## Material shown
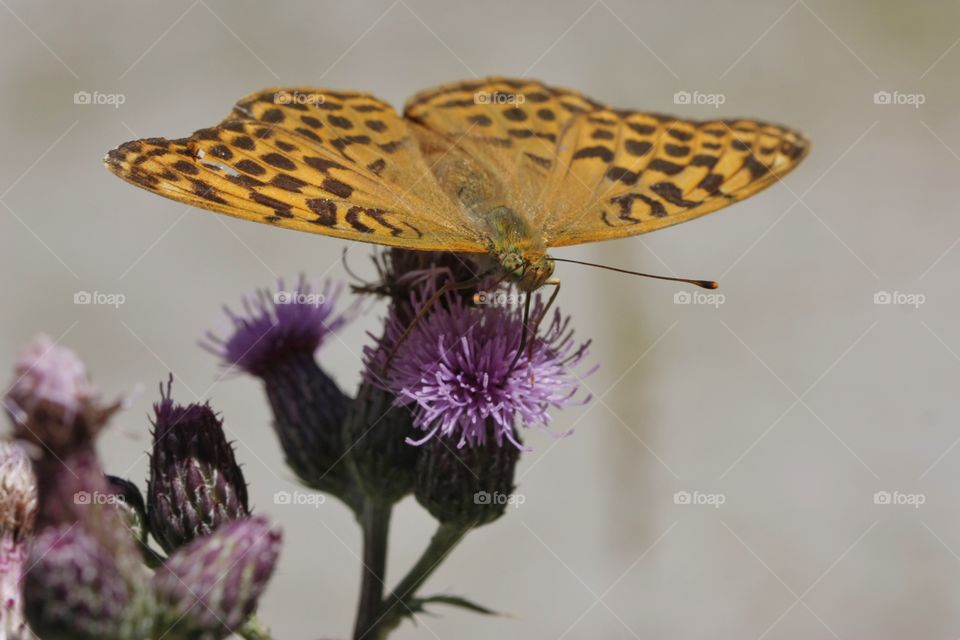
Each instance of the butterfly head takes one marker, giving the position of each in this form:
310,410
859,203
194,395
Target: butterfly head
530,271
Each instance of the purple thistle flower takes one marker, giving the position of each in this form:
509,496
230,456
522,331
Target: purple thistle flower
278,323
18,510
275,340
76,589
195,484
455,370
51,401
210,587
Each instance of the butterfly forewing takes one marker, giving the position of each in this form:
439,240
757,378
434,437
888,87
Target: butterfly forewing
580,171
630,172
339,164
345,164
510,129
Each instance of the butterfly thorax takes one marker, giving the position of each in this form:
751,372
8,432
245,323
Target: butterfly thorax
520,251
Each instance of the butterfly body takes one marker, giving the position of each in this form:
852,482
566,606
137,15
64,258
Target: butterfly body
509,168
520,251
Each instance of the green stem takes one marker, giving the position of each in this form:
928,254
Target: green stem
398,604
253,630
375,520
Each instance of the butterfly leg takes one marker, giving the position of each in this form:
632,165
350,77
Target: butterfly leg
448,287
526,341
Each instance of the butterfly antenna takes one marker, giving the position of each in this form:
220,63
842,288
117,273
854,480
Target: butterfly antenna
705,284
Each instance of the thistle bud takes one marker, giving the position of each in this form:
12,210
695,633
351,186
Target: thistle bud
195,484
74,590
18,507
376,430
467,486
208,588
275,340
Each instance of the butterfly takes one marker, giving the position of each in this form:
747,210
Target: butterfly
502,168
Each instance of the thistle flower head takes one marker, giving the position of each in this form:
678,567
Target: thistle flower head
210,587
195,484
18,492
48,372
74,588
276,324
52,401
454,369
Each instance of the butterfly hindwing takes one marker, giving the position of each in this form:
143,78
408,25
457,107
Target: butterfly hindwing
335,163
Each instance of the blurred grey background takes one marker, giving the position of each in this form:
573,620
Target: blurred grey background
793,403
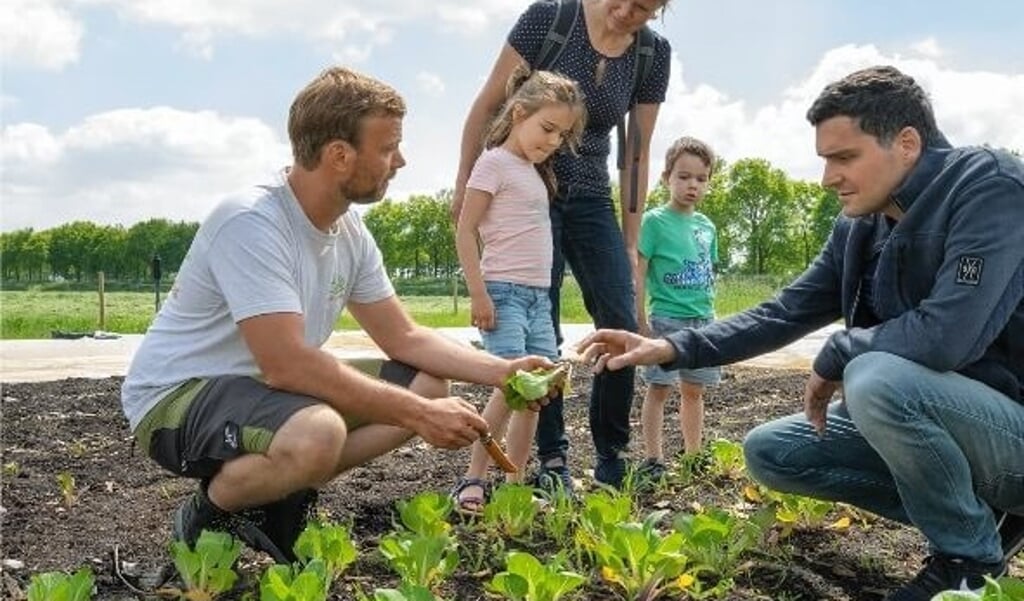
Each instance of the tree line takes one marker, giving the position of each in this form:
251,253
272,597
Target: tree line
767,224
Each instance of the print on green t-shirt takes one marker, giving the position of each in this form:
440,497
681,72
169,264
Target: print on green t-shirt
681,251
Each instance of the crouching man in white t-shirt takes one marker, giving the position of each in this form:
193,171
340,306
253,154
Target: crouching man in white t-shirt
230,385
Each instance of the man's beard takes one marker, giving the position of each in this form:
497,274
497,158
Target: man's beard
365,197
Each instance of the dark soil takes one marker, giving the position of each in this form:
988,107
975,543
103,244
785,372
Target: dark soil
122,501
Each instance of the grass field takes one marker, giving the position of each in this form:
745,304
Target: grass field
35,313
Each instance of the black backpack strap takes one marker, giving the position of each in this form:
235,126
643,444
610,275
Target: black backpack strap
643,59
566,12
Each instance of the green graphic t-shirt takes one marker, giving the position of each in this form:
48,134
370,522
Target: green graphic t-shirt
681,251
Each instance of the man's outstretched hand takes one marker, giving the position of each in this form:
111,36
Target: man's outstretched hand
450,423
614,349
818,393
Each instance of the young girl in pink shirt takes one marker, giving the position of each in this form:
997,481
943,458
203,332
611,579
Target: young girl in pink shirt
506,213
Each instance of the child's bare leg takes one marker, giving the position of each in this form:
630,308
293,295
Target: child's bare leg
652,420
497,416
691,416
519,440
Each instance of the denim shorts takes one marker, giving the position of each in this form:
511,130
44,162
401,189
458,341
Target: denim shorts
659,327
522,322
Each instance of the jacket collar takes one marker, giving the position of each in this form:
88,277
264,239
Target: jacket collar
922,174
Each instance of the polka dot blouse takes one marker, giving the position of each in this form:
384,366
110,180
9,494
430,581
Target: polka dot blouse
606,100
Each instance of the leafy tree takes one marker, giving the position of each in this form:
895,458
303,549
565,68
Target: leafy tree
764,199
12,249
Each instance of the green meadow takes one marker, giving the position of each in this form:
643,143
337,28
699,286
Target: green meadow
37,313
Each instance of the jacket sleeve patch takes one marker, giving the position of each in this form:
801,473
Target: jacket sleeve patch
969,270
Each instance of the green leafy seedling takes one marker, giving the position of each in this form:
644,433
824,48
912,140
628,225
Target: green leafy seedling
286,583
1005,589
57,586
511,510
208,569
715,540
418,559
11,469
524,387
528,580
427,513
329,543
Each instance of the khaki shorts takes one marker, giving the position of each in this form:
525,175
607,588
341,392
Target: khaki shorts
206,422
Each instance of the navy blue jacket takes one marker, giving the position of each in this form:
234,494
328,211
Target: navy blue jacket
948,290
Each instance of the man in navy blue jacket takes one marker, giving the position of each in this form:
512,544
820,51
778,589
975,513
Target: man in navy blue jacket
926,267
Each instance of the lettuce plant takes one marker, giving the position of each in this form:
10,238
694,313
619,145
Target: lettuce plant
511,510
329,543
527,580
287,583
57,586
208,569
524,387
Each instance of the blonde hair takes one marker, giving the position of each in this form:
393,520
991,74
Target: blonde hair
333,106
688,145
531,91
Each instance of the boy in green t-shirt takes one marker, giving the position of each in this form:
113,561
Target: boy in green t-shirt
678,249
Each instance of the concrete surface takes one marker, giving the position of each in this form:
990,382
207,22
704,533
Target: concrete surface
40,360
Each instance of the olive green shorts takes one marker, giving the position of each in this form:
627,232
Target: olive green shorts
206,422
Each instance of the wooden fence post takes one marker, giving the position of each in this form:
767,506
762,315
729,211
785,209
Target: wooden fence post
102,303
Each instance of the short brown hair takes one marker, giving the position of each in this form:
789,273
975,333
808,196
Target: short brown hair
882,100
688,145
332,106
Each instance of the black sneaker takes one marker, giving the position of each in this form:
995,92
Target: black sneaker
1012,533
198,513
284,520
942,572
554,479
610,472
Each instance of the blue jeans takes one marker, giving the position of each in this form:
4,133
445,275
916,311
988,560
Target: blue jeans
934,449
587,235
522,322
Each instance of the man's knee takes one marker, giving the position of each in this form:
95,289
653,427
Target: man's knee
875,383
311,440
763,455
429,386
...
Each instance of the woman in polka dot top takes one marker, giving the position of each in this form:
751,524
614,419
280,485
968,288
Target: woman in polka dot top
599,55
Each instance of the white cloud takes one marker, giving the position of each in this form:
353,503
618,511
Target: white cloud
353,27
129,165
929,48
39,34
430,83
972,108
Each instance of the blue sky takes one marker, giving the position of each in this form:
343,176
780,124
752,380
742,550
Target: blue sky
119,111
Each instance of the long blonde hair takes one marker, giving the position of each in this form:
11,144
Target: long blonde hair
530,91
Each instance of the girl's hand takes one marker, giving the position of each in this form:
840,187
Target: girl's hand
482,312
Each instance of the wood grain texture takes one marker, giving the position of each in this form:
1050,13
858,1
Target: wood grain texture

## Exercise prompt
From the rows above, gather every line that contains the word "concrete", and treat uppercase and lowercase letters as distinct.

## Solution
Each instance of the concrete surface takes one marker, giving the position of each in this form:
Target: concrete surface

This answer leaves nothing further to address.